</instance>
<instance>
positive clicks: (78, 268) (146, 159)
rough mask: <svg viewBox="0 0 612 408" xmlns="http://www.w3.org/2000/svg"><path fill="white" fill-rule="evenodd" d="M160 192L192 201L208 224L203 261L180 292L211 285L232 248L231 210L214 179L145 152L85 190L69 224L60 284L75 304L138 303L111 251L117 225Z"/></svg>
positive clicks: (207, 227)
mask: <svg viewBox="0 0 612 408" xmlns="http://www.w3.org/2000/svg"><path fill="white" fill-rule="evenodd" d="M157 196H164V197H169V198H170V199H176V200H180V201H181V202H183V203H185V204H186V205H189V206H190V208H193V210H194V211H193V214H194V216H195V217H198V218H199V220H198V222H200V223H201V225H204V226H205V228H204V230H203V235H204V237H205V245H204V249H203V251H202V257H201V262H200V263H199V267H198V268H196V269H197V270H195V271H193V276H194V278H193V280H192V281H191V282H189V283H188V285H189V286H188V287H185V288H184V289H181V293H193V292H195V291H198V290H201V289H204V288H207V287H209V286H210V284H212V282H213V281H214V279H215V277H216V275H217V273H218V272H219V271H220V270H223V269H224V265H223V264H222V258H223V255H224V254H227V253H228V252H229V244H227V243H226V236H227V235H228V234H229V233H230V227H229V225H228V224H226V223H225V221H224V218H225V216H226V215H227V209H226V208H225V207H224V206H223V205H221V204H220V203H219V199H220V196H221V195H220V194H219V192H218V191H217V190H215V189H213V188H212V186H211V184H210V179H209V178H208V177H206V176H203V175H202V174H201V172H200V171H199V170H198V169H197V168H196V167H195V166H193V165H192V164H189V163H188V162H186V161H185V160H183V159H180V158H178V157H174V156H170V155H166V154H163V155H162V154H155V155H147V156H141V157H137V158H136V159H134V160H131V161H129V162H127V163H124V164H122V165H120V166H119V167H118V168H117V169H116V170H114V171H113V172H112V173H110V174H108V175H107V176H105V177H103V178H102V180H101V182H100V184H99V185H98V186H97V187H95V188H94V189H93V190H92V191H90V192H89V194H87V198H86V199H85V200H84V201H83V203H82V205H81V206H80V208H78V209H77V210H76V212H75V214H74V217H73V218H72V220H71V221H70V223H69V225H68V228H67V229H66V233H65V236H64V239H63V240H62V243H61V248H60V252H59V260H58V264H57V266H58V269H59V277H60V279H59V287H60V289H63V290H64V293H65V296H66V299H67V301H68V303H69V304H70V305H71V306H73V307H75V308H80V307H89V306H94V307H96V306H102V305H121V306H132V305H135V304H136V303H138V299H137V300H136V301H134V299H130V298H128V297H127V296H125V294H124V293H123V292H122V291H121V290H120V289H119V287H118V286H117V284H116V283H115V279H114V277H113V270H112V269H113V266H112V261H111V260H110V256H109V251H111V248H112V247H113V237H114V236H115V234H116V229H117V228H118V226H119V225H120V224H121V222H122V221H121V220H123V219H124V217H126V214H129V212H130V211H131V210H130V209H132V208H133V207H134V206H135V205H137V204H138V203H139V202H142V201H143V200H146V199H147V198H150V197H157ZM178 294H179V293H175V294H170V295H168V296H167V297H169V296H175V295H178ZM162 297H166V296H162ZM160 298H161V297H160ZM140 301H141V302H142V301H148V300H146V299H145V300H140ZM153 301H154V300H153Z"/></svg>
□ □ □ □ □
All of the data should be retyped exactly.

▶ _Expected output_
</instance>
<instance>
positive clicks: (78, 268) (146, 159)
rough mask: <svg viewBox="0 0 612 408" xmlns="http://www.w3.org/2000/svg"><path fill="white" fill-rule="evenodd" d="M160 192L192 201L208 224L203 261L180 292L211 285L232 248L231 210L214 179L145 152L85 190L69 224L60 284L75 304L138 303L111 251L117 225Z"/></svg>
positive clicks: (207, 227)
mask: <svg viewBox="0 0 612 408" xmlns="http://www.w3.org/2000/svg"><path fill="white" fill-rule="evenodd" d="M157 196H164V197H169V198H170V199H176V200H180V201H181V202H183V203H185V204H186V205H189V206H190V208H193V210H194V211H193V214H194V216H195V217H198V218H199V220H198V222H200V223H201V225H204V226H205V228H204V230H203V235H204V237H205V245H204V249H203V251H202V257H201V262H200V263H199V267H198V268H196V269H197V270H195V271H193V276H194V278H193V280H192V281H191V282H189V283H188V285H189V286H188V287H185V288H184V289H181V293H193V292H195V291H198V290H201V289H204V288H207V287H209V286H210V284H212V282H213V281H214V279H215V277H216V275H217V273H218V272H219V271H220V270H223V269H224V265H223V264H222V258H223V255H224V254H227V253H228V252H229V244H227V243H226V236H227V235H228V234H229V233H230V227H229V225H228V224H226V223H225V221H224V218H225V216H226V215H227V209H226V208H225V207H224V206H223V205H221V204H220V203H219V199H220V196H221V195H220V194H219V192H218V191H217V190H215V189H213V188H212V186H211V184H210V179H209V178H208V177H206V176H203V175H202V174H201V172H200V171H199V170H198V169H197V168H196V167H195V166H193V165H192V164H189V163H188V162H186V161H185V160H183V159H180V158H178V157H174V156H170V155H166V154H163V155H162V154H155V155H147V156H141V157H137V158H136V159H134V160H131V161H129V162H127V163H124V164H122V165H120V166H119V167H118V168H117V169H116V170H114V171H113V172H112V173H110V174H108V175H107V176H105V177H103V178H102V180H101V182H100V184H99V185H98V186H97V187H95V188H94V189H93V190H92V191H90V192H89V194H87V198H86V199H85V200H84V201H83V203H82V205H81V206H80V208H78V209H77V210H76V212H75V214H74V217H73V218H72V220H71V221H70V223H69V225H68V228H67V229H66V233H65V236H64V239H63V240H62V243H61V248H60V252H59V260H58V264H57V266H58V269H59V277H60V279H59V287H60V289H63V290H64V293H65V296H66V299H67V301H68V303H69V304H70V305H71V306H73V307H75V308H80V307H89V306H94V307H96V306H102V305H121V306H132V305H135V304H136V303H138V299H137V300H136V301H134V299H130V298H128V297H127V296H125V294H124V293H123V292H122V291H121V290H120V289H119V287H118V286H117V284H116V283H115V279H114V277H113V270H112V269H113V266H112V261H111V260H110V256H109V251H111V248H112V247H113V237H114V236H115V234H116V229H117V228H118V226H119V225H120V224H121V222H122V221H121V220H123V219H124V217H126V214H129V212H130V211H131V210H130V209H132V208H133V207H134V206H135V205H137V204H138V203H139V202H142V201H143V200H146V199H147V198H150V197H157ZM178 294H179V293H175V294H170V295H168V296H167V297H169V296H175V295H178ZM162 297H166V296H162ZM160 298H161V297H160ZM140 301H141V302H142V301H148V300H146V299H145V300H140ZM153 301H154V300H153Z"/></svg>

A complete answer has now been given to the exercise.